EXTRAIT>
━━━

# cherche un contact virtuel



## lymicky (3 Décembre 2007)

Bonjour a vous tous,
Je recherche une personne ( je suis un retraité angevin) qui disposant  d'une webcam serait d'accord pour me contacter afin de mettre au point une liaison  vidéo conférence  depuis un ordinateur avec le système Linux par l'intermédiaire de  skype, egika ,amsn ou wengophone ou tout autre logiciel. 
Cela pour voir quel est le type de webcam qui fonctionne et avec quel pilote.
Mon problème et de pouvoir dialoguer avec des Mac des Window XP des Linuxiens ( je dispose des trois systèmes ).
Le dialogue entre Mac et Window fonctionne bien pour moi (webcam isight , logitech quick cam pro 5000).
Je n'arrive pas a m'en  sortir avec la nombreuse documentation qui se trouve sur les forums.Une application pratique et réelle serait la bienvenue.
Mon système et Ubuntu 7,10
Je suis absent cette semaine : donc pas de réponse immediate.
Pour prendre contact:
soit sur ce forum
soit a mon adresse de mon pseudo :
*lymicky[arobazzze]gmail.com*
je serait très heureux d'avoir enfin une liaison avec tout ce monde pour Noël , cela ferait mon cadeau !!!!!

Bien amicalement,
Maurice


----------



## Eul Mulot (3 Décembre 2007)

Salut, si un modo pouvait passer pour le mail en dur !
ayé


----------



## tatouille (5 Décembre 2007)

lymicky a dit:


> Bonjour a vous tous,
> 
> 
> Bien amicalement,
> Maurice



as tu essaye Ekiga? cela function bien avec 
jabber + video et tout client conforme 3550

perso j utilise googletalk via ichat et Ekiga et tout est ok, tu peux l installer par ton pkg manager


----------



## lymicky (10 Décembre 2007)

A Eul Mulot
Salut, si un modo pouvait passer pour le mail en dur !

Je ne comprends pas !!!!!

A Tatouille
perso j utilise googletalk via ichat et Ekiga et tout est ok, tu peux l installer par ton pkg manager
Ta webcam fonctionne t'elle depuis un ordi ayant comme système d'exploitation Ubuntu
si oui pouvons nous entrer en relation par vidéoconférence pour faire un essai réel.


----------



## bompi (14 Décembre 2007)

Pour le mail en dur : il n'est pas conseillé de laisser son adresse email en clair dans un forum (ou un site public) car les robots d'analyse utilisés par les spammeurs s'en emparent presque à coup sûr. Ensuite on est bon pour les spams en tous genres. Parfois ça agace


----------

━━━

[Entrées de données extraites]
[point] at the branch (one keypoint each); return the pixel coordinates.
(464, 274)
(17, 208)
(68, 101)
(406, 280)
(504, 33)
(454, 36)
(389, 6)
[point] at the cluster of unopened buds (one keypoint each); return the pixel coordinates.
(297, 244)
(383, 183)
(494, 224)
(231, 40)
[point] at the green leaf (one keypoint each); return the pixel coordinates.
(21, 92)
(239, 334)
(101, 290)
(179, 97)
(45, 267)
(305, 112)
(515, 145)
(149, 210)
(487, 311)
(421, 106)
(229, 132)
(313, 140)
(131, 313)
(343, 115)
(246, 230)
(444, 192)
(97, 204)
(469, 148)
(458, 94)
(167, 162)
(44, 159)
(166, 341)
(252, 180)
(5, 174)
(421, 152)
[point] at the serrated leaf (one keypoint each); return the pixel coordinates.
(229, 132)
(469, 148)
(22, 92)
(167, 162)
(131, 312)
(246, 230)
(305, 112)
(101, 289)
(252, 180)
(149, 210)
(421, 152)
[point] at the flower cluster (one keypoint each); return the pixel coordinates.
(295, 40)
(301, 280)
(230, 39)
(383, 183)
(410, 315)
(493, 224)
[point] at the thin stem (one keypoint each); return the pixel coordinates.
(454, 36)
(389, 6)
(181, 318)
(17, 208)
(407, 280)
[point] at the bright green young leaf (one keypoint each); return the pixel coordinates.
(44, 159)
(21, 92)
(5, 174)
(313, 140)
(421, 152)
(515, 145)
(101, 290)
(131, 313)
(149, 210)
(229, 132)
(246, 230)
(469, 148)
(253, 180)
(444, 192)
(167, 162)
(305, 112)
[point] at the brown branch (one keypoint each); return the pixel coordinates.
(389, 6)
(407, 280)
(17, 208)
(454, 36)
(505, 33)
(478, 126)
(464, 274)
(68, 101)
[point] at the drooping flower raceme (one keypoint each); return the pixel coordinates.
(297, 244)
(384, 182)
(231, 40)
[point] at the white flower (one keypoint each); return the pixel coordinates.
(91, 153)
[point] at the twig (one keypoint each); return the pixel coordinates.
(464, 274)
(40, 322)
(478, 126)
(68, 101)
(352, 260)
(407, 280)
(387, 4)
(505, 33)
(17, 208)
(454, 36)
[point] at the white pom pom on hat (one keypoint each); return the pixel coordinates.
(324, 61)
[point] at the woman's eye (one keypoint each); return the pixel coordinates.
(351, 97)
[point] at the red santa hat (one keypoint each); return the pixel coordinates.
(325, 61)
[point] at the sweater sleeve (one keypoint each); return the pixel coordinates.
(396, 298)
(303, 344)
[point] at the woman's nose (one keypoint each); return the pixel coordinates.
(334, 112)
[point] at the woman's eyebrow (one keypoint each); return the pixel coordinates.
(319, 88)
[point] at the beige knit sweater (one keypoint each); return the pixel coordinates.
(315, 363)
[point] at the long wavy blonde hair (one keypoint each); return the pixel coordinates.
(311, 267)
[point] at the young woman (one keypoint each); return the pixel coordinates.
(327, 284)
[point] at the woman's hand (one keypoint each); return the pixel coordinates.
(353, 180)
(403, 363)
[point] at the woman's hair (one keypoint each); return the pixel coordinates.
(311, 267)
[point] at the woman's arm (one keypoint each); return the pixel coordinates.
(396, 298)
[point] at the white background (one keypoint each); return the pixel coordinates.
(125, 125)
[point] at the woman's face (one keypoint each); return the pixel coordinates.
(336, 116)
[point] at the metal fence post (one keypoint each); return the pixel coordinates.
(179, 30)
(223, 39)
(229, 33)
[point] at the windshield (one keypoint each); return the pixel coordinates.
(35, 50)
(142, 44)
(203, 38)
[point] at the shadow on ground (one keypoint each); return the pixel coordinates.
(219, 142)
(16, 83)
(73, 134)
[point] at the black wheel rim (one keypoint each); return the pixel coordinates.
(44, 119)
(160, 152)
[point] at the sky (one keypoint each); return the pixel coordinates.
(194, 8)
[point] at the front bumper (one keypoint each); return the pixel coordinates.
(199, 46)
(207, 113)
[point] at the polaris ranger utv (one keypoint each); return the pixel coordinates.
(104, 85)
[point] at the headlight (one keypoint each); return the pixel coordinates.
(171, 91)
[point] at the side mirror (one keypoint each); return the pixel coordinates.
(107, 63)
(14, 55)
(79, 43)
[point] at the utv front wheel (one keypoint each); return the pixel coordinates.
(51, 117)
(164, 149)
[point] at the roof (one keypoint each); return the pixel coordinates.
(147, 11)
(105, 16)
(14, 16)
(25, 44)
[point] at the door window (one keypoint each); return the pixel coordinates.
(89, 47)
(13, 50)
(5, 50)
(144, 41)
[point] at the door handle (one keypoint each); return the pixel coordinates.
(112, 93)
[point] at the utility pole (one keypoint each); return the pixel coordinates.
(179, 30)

━━━

Pouvez-vous recopier mot pour mot le passage du fil sur la visioconférence sous Linux qui va de "Je ne comprends" jusqu'à "un essai réel." ?

Je ne comprends pas !!!!!

A Tatouille
perso j utilise googletalk via ichat et Ekiga et tout est ok, tu peux l installer par ton pkg manager
Ta webcam fonctionne t'elle depuis un ordi ayant comme système d'exploitation Ubuntu
si oui pouvons nous entrer en relation par vidéoconférence pour faire un essai réel.